Task description
Reproduce all of the data below word for word, keeping every line as it appears.

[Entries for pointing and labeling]

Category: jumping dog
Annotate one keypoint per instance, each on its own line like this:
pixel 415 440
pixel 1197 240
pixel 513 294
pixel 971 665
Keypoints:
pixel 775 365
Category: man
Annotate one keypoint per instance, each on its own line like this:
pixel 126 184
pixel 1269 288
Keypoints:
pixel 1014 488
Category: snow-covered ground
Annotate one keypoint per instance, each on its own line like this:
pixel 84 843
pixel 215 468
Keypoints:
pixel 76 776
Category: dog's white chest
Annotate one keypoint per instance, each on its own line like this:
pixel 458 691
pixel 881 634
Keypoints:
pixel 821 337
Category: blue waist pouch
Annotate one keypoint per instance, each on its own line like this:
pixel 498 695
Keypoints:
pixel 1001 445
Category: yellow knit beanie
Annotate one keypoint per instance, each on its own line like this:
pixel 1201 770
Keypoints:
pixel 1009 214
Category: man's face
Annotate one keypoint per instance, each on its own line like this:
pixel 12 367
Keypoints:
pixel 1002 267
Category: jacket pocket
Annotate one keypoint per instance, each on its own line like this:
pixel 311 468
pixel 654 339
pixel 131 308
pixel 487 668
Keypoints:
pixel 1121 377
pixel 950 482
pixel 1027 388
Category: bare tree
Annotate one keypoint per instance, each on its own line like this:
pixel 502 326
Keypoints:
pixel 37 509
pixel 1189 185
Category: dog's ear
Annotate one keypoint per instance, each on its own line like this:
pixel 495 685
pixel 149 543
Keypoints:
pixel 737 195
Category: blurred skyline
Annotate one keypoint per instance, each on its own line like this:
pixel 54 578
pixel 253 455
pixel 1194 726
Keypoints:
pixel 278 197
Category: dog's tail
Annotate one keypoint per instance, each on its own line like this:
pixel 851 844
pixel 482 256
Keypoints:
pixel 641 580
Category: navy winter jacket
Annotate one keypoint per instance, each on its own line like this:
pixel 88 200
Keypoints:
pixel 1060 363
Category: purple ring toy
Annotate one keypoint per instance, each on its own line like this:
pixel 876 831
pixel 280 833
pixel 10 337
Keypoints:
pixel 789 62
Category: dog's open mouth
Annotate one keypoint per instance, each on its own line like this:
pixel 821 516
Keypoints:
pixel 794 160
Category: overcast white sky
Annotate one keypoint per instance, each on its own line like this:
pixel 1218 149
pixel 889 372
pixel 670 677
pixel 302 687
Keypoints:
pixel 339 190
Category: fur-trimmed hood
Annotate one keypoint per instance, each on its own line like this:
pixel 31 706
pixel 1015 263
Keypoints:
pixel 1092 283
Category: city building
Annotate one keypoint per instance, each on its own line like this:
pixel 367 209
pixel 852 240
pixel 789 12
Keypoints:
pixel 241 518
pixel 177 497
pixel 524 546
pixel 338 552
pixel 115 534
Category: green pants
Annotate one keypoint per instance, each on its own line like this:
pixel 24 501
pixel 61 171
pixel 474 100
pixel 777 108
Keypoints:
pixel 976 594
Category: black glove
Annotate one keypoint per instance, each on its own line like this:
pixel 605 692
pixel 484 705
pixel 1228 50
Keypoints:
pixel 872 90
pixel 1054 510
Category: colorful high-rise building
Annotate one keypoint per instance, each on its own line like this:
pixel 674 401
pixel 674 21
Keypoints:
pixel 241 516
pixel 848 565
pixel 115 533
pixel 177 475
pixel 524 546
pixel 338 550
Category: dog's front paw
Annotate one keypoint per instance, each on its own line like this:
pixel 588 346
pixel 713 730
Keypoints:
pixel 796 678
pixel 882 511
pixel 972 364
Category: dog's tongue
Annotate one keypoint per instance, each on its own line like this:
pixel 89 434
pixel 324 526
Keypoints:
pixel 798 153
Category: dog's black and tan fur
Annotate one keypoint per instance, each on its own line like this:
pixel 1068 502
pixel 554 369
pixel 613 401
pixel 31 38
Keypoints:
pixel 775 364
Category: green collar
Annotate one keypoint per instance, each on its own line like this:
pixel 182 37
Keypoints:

Exercise response
Category: jumping dog
Annotate one keypoint per instance, each on its own line like this:
pixel 415 440
pixel 1197 240
pixel 513 294
pixel 971 665
Keypoints:
pixel 775 365
Category: man
Annotate one keypoint per instance, each on its own line like this:
pixel 126 184
pixel 1269 288
Keypoints:
pixel 1014 488
Category: snow-covered ground
Annotate one keypoint per instance, each on its own line like this:
pixel 84 843
pixel 215 468
Keypoints:
pixel 76 776
Category: dog's white chest
Annotate one keypoint per instance, each on its own line like this:
pixel 458 691
pixel 881 634
Keypoints:
pixel 821 337
Category: blue waist pouch
Annotate one keypoint per instance, each on its own line like this:
pixel 498 695
Keypoints:
pixel 1001 445
Category: yellow knit beanie
Annotate one keypoint per instance, each on its own line like this:
pixel 1201 770
Keypoints:
pixel 1009 214
Category: man's face
Annotate one keypoint per instance, each on its own line like this:
pixel 12 367
Keypoints:
pixel 1002 267
Category: jacket pocket
Annotate one keypoint per instance, each on its own line like this:
pixel 311 468
pixel 654 339
pixel 131 308
pixel 487 668
Keypoints:
pixel 1121 377
pixel 950 482
pixel 1027 388
Category: bare tree
Annotate one keypoint per instance, each on its own line like this:
pixel 502 326
Keypoints:
pixel 37 509
pixel 1189 185
Category: dog's ear
Annotate one keypoint per instance, each on its own line like this:
pixel 495 685
pixel 149 543
Keypoints:
pixel 737 195
Category: blurred skyline
Annotate one keypoint per instance, each on its own line like this:
pixel 54 578
pixel 253 455
pixel 1194 726
Keypoints:
pixel 278 197
Category: dog's tail
Annotate one keypoint per instance, each on its own line like this:
pixel 851 844
pixel 482 256
Keypoints:
pixel 641 580
Category: navy winter jacket
Annotate one keypoint per instance, each on its own line like this:
pixel 88 200
Keypoints:
pixel 1060 363
Category: purple ring toy
Annotate one keypoint per instance, each on its own line like this:
pixel 876 831
pixel 280 833
pixel 10 337
Keypoints:
pixel 789 62
Category: dog's open mouth
Annotate one keypoint per instance, each on its own line like this:
pixel 821 516
Keypoints:
pixel 794 160
Category: overcast white sky
Annotate one keypoint per instance, each on its own line like this:
pixel 1218 149
pixel 889 372
pixel 670 677
pixel 302 687
Keypoints:
pixel 339 190
Category: fur-trimmed hood
Annotate one keypoint per instance, each on its own line like this:
pixel 31 706
pixel 1015 263
Keypoints:
pixel 1092 283
Category: city building
Annotate one keypoint per instance, each on its own line like this:
pixel 367 209
pixel 852 240
pixel 789 12
Keypoints:
pixel 241 518
pixel 177 497
pixel 524 546
pixel 338 552
pixel 115 534
Category: green pants
Annotate one keypoint per instance, each on its own line like this:
pixel 24 501
pixel 61 171
pixel 474 100
pixel 777 108
Keypoints:
pixel 976 594
Category: black glove
Annotate one keypoint per instance, each on its own line like this:
pixel 605 692
pixel 484 705
pixel 1228 50
Keypoints:
pixel 872 90
pixel 1054 510
Category: colorful high-rise building
Annotate one keypoint per instance, each on its own line like this:
pixel 674 401
pixel 674 21
Keypoints:
pixel 241 516
pixel 848 565
pixel 115 533
pixel 177 475
pixel 524 546
pixel 338 550
Category: dog's front paw
Annotate one keypoint per instance, each on its own line like this:
pixel 588 346
pixel 713 730
Keypoints:
pixel 796 678
pixel 882 511
pixel 972 364
Category: dog's tongue
Annotate one keypoint per instance, each on its own line like this:
pixel 89 434
pixel 324 526
Keypoints:
pixel 798 153
Category: dog's black and tan fur
Annotate one keypoint per instance, each on its own line like this:
pixel 1068 502
pixel 554 369
pixel 613 401
pixel 31 38
Keypoints:
pixel 775 364
Category: green collar
Annotate one keypoint per instance, each on its own line like this:
pixel 182 37
Keypoints:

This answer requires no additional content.